Exercise goal: Rewrite the items from the line containing "point: corner wall" through the end of the items, inclusive, changing every "sample" to "example" and leaving everything else unchanged. Omit the pictures from your answer.

[START Listed records]

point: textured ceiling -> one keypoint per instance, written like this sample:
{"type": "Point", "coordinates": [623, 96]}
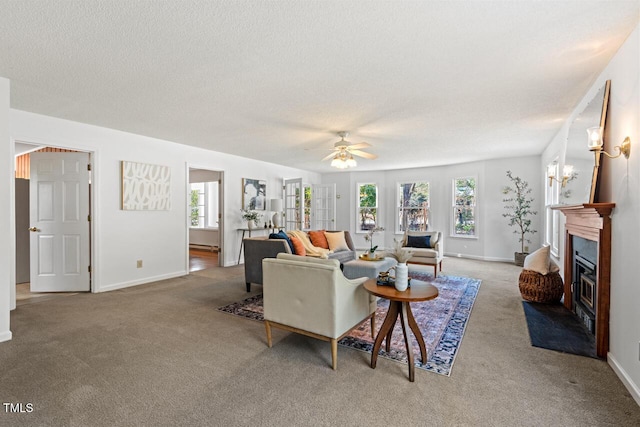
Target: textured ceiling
{"type": "Point", "coordinates": [425, 83]}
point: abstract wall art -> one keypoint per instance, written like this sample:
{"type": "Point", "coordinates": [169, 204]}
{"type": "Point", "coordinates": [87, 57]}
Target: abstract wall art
{"type": "Point", "coordinates": [254, 194]}
{"type": "Point", "coordinates": [145, 187]}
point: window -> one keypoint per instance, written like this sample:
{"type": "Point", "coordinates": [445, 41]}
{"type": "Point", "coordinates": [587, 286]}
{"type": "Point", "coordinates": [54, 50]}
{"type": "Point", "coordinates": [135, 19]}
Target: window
{"type": "Point", "coordinates": [552, 217]}
{"type": "Point", "coordinates": [367, 207]}
{"type": "Point", "coordinates": [307, 207]}
{"type": "Point", "coordinates": [203, 205]}
{"type": "Point", "coordinates": [413, 206]}
{"type": "Point", "coordinates": [464, 207]}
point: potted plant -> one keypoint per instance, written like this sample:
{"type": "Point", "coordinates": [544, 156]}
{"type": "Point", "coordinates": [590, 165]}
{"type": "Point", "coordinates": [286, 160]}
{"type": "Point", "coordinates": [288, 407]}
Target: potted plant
{"type": "Point", "coordinates": [402, 255]}
{"type": "Point", "coordinates": [251, 217]}
{"type": "Point", "coordinates": [518, 206]}
{"type": "Point", "coordinates": [371, 254]}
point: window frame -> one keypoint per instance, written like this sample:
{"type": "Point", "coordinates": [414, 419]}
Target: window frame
{"type": "Point", "coordinates": [204, 205]}
{"type": "Point", "coordinates": [398, 207]}
{"type": "Point", "coordinates": [358, 228]}
{"type": "Point", "coordinates": [455, 206]}
{"type": "Point", "coordinates": [552, 217]}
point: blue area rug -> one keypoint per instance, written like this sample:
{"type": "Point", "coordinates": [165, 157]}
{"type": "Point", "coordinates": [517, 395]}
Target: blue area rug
{"type": "Point", "coordinates": [442, 322]}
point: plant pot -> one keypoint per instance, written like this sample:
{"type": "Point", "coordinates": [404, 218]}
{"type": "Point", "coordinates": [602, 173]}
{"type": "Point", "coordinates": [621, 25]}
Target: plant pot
{"type": "Point", "coordinates": [402, 277]}
{"type": "Point", "coordinates": [519, 258]}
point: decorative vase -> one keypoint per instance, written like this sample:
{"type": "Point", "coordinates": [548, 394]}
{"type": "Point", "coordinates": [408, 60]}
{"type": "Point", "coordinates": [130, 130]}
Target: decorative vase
{"type": "Point", "coordinates": [402, 277]}
{"type": "Point", "coordinates": [519, 258]}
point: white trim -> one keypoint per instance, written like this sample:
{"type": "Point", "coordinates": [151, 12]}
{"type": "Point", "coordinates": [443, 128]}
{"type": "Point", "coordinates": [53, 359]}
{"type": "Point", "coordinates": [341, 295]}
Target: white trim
{"type": "Point", "coordinates": [633, 389]}
{"type": "Point", "coordinates": [358, 230]}
{"type": "Point", "coordinates": [477, 257]}
{"type": "Point", "coordinates": [129, 284]}
{"type": "Point", "coordinates": [6, 336]}
{"type": "Point", "coordinates": [476, 210]}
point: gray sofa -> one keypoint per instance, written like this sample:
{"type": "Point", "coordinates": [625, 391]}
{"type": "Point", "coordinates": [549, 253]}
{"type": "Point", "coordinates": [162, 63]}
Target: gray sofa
{"type": "Point", "coordinates": [258, 248]}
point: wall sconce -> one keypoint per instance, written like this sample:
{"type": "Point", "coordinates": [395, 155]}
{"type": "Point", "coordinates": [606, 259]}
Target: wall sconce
{"type": "Point", "coordinates": [595, 144]}
{"type": "Point", "coordinates": [567, 172]}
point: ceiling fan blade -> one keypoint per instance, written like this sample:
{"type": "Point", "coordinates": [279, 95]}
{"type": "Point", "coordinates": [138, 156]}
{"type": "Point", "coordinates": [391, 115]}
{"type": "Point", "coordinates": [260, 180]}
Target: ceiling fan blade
{"type": "Point", "coordinates": [359, 146]}
{"type": "Point", "coordinates": [333, 154]}
{"type": "Point", "coordinates": [363, 154]}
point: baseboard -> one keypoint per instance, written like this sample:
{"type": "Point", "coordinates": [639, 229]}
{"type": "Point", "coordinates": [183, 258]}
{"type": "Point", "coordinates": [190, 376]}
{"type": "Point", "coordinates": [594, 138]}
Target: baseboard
{"type": "Point", "coordinates": [478, 258]}
{"type": "Point", "coordinates": [634, 390]}
{"type": "Point", "coordinates": [5, 336]}
{"type": "Point", "coordinates": [123, 285]}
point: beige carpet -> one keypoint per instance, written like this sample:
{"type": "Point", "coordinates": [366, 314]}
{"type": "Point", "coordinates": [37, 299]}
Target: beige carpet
{"type": "Point", "coordinates": [162, 355]}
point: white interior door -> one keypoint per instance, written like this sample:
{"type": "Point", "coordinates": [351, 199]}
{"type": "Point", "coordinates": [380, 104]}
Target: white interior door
{"type": "Point", "coordinates": [59, 219]}
{"type": "Point", "coordinates": [293, 204]}
{"type": "Point", "coordinates": [323, 200]}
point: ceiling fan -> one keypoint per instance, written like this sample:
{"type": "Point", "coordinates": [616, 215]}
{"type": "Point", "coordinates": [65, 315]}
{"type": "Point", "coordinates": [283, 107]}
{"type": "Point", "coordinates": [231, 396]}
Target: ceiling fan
{"type": "Point", "coordinates": [343, 152]}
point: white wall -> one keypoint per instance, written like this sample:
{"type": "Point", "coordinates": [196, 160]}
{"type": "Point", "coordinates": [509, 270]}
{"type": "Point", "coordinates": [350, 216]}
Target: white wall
{"type": "Point", "coordinates": [158, 238]}
{"type": "Point", "coordinates": [6, 205]}
{"type": "Point", "coordinates": [620, 183]}
{"type": "Point", "coordinates": [495, 240]}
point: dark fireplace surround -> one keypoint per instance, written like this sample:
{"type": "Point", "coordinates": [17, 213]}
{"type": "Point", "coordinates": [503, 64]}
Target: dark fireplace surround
{"type": "Point", "coordinates": [587, 267]}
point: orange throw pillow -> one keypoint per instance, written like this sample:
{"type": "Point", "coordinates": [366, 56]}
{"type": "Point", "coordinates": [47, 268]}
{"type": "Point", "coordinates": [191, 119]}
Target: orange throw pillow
{"type": "Point", "coordinates": [318, 239]}
{"type": "Point", "coordinates": [298, 247]}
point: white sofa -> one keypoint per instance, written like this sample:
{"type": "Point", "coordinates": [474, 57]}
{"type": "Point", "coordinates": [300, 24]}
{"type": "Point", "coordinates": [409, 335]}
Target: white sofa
{"type": "Point", "coordinates": [431, 255]}
{"type": "Point", "coordinates": [311, 296]}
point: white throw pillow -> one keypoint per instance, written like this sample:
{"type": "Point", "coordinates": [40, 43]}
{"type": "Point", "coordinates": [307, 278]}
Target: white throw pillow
{"type": "Point", "coordinates": [539, 261]}
{"type": "Point", "coordinates": [337, 241]}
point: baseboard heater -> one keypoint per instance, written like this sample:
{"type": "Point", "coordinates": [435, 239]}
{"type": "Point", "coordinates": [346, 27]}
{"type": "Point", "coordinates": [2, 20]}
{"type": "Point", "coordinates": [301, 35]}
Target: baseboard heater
{"type": "Point", "coordinates": [211, 248]}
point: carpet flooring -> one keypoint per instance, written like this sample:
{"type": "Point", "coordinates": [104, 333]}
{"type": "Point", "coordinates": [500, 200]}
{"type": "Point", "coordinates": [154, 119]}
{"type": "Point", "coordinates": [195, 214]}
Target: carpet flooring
{"type": "Point", "coordinates": [161, 354]}
{"type": "Point", "coordinates": [442, 322]}
{"type": "Point", "coordinates": [553, 327]}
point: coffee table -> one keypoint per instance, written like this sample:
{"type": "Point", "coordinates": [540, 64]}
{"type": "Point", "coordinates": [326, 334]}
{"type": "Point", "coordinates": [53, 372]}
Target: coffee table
{"type": "Point", "coordinates": [365, 268]}
{"type": "Point", "coordinates": [399, 306]}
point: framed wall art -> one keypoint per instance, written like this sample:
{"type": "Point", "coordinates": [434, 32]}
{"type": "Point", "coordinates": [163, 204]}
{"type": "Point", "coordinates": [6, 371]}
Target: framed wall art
{"type": "Point", "coordinates": [254, 194]}
{"type": "Point", "coordinates": [145, 187]}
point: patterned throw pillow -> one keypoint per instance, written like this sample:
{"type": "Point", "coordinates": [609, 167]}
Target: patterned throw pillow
{"type": "Point", "coordinates": [282, 235]}
{"type": "Point", "coordinates": [318, 239]}
{"type": "Point", "coordinates": [336, 241]}
{"type": "Point", "coordinates": [298, 246]}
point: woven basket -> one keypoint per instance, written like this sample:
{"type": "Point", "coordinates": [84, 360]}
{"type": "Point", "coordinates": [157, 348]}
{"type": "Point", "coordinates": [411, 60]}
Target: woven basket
{"type": "Point", "coordinates": [536, 287]}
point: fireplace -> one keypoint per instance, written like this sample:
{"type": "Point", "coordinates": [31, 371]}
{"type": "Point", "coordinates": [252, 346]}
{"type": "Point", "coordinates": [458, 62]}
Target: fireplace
{"type": "Point", "coordinates": [585, 291]}
{"type": "Point", "coordinates": [587, 267]}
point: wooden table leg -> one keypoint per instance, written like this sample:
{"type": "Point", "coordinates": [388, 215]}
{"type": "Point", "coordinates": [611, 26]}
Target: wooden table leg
{"type": "Point", "coordinates": [387, 325]}
{"type": "Point", "coordinates": [416, 332]}
{"type": "Point", "coordinates": [407, 340]}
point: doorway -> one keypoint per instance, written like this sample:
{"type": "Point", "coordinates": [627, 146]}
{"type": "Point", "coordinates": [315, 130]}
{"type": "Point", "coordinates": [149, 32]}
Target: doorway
{"type": "Point", "coordinates": [53, 254]}
{"type": "Point", "coordinates": [205, 221]}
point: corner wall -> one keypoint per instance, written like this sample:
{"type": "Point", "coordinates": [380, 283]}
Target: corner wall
{"type": "Point", "coordinates": [6, 205]}
{"type": "Point", "coordinates": [620, 184]}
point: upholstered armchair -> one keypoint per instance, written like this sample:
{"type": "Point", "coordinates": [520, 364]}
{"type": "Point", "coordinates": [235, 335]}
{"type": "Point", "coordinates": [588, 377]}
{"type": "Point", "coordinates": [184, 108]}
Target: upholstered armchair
{"type": "Point", "coordinates": [427, 248]}
{"type": "Point", "coordinates": [311, 296]}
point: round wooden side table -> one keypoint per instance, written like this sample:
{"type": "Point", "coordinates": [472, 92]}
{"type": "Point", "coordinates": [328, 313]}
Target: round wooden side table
{"type": "Point", "coordinates": [399, 306]}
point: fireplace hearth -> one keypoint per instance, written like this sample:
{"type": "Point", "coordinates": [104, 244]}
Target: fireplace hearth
{"type": "Point", "coordinates": [584, 292]}
{"type": "Point", "coordinates": [587, 267]}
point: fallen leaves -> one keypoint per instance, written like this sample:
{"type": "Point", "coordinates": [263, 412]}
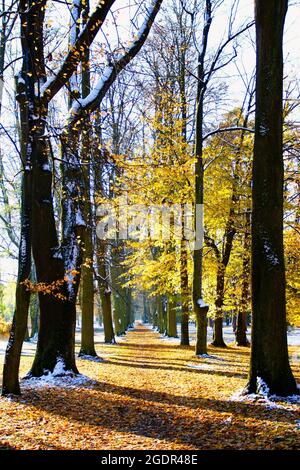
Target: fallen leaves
{"type": "Point", "coordinates": [146, 395]}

[END Listed records]

Written response:
point: corner wall -> one keypoint per instance, written like this example:
{"type": "Point", "coordinates": [380, 283]}
Target: corner wall
{"type": "Point", "coordinates": [6, 205]}
{"type": "Point", "coordinates": [620, 184]}
point: upholstered armchair -> one keypoint per instance, written like this example:
{"type": "Point", "coordinates": [520, 364]}
{"type": "Point", "coordinates": [235, 335]}
{"type": "Point", "coordinates": [588, 377]}
{"type": "Point", "coordinates": [184, 108]}
Target: upholstered armchair
{"type": "Point", "coordinates": [427, 248]}
{"type": "Point", "coordinates": [311, 296]}
point: round wooden side table -> one keypoint per instance, written like this example:
{"type": "Point", "coordinates": [472, 92]}
{"type": "Point", "coordinates": [328, 313]}
Target: round wooden side table
{"type": "Point", "coordinates": [399, 306]}
point: fireplace hearth -> one keypoint per instance, written like this example:
{"type": "Point", "coordinates": [104, 244]}
Target: fireplace hearth
{"type": "Point", "coordinates": [584, 292]}
{"type": "Point", "coordinates": [587, 267]}
point: fallen leaves -> one keypoint per instance, written like this example:
{"type": "Point", "coordinates": [263, 412]}
Target: fallen leaves
{"type": "Point", "coordinates": [146, 395]}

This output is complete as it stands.